>> start GIVEN PASSAGE
Apparently this functino you provided are now generating the correct
numbers, the result i got and you got are the same.

But, this was not the one i translated.

I translated the functino you provided earlier. The function called
"_atou128"

This is the code you provided

procedure _atou128;
@nodisplay;
@noframe;


procedure _accX10;
@nodisplay;
@noframe;
begin _accX10;


// Compute EDX:ECX:EBX:EDI * 10


push( eax );


shl( 1, edi );
rcl( 1, ebx );
rcl( 1, ecx );
rcl( 1, edx );
jc Overflow;


push( edx );
push( ecx );
push( ebx );
push( edi );


shl( 1, edi );
rcl( 1, ebx );
rcl( 1, ecx );
rcl( 1, edx );
jc Overflow;


shl( 1, edi );
rcl( 1, ebx );
rcl( 1, ecx );
rcl( 1, edx );
jc Overflow;


pop( eax );
add( eax, edi );
pop( eax );
adc( eax, ebx );
pop( eax );
adc( eax, ecx );
pop( eax );
adc( eax, edx );
jc Overflow;


pop( eax );
ret();


Overflow:
raise( ex.ValueOutOfRange );


end _accX10;


begin _atou128;


push( edi );
xor( eax, eax ); // Init H.O. three bytes of EAX to
zero.
>> end GIVEN PASSAGE
# WRITTEN EXERCISE 1
Summarize the forum post about the _atou128 function in two sentences.
# WRITTEN EXERCISE 2
Continue the _atou128 forum post, picking up right after its final line of code.
The listing after this post has no role in what is asked here.
>> start RECORDS SHOWN
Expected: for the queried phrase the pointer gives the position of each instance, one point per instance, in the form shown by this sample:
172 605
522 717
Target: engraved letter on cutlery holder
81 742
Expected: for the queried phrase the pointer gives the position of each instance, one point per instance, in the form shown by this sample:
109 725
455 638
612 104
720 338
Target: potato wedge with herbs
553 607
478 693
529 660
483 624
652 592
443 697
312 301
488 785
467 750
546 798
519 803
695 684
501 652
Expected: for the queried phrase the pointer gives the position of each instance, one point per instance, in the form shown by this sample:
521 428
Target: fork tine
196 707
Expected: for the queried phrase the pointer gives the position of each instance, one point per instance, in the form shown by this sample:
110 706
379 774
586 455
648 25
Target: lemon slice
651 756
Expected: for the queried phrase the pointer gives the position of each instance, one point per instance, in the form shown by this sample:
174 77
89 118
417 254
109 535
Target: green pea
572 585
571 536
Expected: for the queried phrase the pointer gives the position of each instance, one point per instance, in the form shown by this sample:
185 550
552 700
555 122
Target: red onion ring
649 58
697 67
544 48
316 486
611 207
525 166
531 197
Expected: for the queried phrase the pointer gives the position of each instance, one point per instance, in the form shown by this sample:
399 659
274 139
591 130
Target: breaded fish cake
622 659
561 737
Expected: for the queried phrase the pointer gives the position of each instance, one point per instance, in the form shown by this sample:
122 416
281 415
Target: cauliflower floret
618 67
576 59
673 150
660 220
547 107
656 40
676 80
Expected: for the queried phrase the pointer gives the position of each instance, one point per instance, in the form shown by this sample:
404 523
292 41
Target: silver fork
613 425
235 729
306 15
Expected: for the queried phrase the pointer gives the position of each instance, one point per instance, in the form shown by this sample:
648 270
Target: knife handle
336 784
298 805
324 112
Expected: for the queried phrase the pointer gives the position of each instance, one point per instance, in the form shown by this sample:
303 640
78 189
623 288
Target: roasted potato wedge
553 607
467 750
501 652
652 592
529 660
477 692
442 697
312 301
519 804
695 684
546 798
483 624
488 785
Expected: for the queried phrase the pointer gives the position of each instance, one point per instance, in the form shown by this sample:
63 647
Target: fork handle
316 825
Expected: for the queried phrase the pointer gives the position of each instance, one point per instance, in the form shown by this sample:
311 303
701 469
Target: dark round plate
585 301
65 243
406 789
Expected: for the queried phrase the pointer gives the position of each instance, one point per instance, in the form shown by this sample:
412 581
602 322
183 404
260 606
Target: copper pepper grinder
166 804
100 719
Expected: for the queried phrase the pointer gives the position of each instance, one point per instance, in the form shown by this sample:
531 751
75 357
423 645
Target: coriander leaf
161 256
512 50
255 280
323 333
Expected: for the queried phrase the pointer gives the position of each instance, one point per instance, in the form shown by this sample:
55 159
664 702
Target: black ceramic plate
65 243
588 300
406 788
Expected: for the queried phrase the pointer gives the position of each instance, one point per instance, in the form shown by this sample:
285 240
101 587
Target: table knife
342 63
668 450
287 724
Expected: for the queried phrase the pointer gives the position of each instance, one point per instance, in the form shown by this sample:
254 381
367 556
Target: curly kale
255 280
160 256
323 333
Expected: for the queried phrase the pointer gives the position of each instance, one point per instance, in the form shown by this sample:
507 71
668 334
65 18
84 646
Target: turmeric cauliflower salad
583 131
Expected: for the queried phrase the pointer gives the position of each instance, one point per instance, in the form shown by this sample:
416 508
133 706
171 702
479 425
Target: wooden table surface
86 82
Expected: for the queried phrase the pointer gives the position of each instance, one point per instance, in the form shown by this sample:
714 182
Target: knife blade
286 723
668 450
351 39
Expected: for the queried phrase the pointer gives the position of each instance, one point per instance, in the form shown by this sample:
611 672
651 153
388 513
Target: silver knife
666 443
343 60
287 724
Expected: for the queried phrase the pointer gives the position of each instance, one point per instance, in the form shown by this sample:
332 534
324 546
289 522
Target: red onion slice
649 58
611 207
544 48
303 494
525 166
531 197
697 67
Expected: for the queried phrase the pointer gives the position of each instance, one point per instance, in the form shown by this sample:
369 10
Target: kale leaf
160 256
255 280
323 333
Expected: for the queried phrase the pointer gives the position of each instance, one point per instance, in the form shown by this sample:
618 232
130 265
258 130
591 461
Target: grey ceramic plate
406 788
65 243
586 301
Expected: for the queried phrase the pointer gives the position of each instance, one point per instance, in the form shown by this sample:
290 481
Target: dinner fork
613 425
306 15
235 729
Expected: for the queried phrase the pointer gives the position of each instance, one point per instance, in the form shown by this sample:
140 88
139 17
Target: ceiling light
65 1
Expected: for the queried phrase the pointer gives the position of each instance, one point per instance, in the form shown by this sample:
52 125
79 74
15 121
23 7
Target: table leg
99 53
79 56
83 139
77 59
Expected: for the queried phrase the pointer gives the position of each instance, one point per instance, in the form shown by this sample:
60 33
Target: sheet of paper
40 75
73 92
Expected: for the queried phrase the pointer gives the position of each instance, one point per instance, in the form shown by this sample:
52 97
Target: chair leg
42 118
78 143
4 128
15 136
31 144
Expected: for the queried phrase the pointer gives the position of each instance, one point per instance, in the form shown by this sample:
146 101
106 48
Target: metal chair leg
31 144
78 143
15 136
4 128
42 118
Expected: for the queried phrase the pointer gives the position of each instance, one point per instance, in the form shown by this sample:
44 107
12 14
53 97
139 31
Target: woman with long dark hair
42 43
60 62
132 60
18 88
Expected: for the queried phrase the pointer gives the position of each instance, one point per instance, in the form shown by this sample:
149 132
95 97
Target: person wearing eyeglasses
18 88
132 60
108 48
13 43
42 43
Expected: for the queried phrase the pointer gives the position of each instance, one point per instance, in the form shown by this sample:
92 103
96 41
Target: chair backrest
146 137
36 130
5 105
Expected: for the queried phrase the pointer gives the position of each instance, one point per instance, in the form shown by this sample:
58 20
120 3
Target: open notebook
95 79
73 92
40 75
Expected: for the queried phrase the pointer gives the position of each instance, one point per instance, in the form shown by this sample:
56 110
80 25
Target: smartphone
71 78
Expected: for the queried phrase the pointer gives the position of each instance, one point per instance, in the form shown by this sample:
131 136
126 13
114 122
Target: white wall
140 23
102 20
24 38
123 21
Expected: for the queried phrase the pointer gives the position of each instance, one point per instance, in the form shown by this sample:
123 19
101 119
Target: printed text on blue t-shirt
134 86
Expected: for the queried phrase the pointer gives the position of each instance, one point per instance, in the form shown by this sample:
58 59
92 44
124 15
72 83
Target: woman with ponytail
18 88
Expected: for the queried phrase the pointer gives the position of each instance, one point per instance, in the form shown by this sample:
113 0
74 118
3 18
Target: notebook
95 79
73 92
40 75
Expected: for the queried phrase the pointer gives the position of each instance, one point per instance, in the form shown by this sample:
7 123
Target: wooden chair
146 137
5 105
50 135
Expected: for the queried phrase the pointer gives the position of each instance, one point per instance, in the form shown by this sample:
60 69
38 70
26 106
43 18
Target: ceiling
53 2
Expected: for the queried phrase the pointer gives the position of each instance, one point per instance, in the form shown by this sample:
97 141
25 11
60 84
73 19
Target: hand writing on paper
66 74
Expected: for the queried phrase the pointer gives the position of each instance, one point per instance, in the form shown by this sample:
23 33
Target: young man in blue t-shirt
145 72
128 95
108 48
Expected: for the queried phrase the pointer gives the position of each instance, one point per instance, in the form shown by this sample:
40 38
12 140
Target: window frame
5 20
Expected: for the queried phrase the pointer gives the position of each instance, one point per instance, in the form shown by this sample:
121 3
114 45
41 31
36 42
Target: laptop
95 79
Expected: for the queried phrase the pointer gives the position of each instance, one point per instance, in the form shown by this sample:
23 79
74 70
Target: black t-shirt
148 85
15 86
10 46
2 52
>> end RECORDS SHOWN
# WRITTEN REPLY 1
The poster says the function now provided generates correct numbers that match the other person's results, but it is not the one they translated. They translated the earlier function called "_atou128" and quote its code, which contains a nested procedure, _accX10, that computes EDX:ECX:EBX:EDI * 10 and raises ex.ValueOutOfRange on overflow.

# WRITTEN REPLY 2
mov( eax, edx ); // Initialize EDX:ECX:EBX:EDI with
zero.
mov( eax, ecx );
mov( eax, ebx );
mov( eax, edi );


// For each legal character that ESI points at, repeat
// the following until we encounter a delimiter or
// illegal character.


mov( [esi], al ); // Get the first character
(which must be a
digit).
whileDigits:
cmp( al, '0' );
jb convError;
cmp( al, '9' );
ja convError;


// Okay, we've got a digit, so add it into EDX:ECX.


_accX10(); // EDX:ECX:EBX:EDI * 10.
and( $f, al );
add( eax, edi );
adc( 0, ebx );
adc( 0, ecx );
adc( 0, edx );
jc Overflow;


// Move on to the next character:


NextChar;


// Repeat until we hit a delimiter character


cmp( eax, $80 );
jae IllegalChar;
bt( eax, (type dword Delimiters ));
jnc whileDigits;


// Return 128-bit result in EDX:ECX:EBX:EAX


mov( edi, eax );
pop( edi );
ret();


convError:
raise( ex.ConversionError );


Overflow:
raise( ex.ValueOutOfRange );


IllegalChar:
raise( ex.IllegalChar );


end _atou128;


So.. which function is correct ?

The above one or this new one ?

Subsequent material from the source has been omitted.